* Begin Supplied information *

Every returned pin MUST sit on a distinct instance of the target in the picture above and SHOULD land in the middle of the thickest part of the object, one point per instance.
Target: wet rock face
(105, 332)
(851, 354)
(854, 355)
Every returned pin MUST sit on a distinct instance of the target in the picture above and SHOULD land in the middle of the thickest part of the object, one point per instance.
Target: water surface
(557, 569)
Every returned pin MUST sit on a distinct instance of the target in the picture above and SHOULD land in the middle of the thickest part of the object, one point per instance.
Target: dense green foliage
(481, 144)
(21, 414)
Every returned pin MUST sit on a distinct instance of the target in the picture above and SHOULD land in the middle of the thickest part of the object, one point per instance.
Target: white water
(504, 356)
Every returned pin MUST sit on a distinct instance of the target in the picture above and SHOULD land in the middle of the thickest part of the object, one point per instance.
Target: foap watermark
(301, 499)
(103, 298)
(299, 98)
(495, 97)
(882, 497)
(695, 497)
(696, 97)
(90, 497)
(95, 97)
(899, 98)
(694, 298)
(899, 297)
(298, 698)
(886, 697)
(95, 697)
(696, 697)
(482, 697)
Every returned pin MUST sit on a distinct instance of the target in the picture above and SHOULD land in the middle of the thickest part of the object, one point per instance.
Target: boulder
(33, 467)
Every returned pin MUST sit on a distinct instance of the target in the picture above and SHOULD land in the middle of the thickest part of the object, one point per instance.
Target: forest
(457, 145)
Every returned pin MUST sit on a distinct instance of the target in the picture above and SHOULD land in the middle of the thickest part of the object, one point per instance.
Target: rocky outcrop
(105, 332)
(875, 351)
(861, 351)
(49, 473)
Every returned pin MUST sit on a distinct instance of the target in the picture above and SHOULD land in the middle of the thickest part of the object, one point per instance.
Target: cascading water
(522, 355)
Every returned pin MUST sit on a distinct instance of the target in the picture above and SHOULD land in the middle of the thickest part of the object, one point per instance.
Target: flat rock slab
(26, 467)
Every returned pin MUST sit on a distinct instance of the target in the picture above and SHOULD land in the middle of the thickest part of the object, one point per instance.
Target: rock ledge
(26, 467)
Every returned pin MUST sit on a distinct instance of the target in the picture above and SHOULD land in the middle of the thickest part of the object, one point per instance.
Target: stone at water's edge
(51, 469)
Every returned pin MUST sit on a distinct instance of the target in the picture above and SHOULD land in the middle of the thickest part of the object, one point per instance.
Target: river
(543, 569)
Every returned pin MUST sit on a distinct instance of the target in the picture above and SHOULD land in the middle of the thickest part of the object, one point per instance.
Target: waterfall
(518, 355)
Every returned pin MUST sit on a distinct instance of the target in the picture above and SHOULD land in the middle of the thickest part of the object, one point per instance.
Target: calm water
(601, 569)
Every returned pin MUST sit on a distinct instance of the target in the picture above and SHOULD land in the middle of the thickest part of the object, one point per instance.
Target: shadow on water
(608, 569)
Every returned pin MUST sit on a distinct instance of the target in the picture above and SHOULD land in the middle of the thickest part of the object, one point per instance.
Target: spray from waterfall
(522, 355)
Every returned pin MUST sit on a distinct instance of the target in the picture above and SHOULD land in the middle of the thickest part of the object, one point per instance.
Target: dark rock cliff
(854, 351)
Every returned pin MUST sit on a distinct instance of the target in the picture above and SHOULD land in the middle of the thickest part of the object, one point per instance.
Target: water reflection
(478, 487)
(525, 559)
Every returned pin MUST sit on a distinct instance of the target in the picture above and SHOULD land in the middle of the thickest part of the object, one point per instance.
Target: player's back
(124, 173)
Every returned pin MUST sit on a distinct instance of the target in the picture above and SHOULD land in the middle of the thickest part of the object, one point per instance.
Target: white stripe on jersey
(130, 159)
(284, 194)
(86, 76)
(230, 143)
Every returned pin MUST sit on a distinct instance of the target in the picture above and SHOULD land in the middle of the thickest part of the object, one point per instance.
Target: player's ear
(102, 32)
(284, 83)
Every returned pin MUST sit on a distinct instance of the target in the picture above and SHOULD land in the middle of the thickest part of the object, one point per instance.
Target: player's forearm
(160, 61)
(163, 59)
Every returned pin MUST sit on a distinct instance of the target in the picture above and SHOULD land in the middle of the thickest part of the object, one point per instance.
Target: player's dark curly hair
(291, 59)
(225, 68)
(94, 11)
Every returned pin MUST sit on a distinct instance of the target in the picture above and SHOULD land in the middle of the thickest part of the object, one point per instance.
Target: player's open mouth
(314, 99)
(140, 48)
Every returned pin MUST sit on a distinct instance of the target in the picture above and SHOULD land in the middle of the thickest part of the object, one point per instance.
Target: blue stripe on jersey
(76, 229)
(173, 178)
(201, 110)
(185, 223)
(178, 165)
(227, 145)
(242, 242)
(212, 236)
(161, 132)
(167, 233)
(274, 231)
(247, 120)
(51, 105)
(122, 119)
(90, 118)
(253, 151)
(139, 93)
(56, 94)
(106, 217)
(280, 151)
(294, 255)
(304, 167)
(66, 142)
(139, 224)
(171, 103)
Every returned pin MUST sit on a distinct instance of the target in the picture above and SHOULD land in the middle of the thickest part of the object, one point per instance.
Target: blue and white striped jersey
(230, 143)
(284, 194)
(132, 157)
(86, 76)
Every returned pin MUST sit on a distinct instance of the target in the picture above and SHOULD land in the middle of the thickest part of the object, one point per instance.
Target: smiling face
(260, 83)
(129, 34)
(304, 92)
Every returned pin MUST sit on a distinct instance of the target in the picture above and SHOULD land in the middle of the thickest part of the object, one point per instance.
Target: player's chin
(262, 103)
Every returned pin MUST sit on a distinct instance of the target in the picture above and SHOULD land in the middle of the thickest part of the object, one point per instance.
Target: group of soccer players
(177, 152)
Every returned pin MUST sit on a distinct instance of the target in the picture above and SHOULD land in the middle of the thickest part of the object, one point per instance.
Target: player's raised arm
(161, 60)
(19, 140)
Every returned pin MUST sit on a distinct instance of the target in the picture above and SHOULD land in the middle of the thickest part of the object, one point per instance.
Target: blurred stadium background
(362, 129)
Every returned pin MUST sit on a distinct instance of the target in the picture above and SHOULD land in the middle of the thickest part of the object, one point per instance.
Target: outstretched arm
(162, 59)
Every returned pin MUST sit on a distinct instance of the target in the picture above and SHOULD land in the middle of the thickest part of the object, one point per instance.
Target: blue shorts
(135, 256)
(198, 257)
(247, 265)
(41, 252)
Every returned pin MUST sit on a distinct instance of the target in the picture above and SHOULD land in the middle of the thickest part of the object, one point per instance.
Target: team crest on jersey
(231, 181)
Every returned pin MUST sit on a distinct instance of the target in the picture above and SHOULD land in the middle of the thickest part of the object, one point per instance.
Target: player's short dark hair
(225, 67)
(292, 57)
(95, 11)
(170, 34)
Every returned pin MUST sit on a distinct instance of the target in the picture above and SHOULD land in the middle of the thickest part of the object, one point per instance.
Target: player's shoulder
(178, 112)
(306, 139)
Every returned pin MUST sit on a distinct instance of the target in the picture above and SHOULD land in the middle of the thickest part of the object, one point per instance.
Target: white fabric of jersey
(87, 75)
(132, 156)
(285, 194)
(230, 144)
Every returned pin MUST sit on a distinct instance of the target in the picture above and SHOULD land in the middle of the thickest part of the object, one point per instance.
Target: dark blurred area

* End Supplied information *

- Stated exercise: Pick out every line in the data above that contains the string "waterfall" and copy each of those lines.

- Exercise response:
Target: waterfall
Target: spray from waterfall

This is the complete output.